* TASK DESCRIPTION *
Rewrite every line of the records below, requests included. Scale each answer coordinate by 0.65 and round to a whole number, with halves rounding up. Keep the numbers in the requests and their format samples as they are.

* RAW DATA *
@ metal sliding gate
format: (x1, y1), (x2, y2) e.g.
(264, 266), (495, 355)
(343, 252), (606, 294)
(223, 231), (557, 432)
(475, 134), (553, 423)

* THE OUTPUT *
@ metal sliding gate
format: (x1, y1), (x2, y2) e.g.
(264, 266), (495, 355)
(343, 252), (606, 294)
(223, 231), (557, 432)
(309, 87), (359, 275)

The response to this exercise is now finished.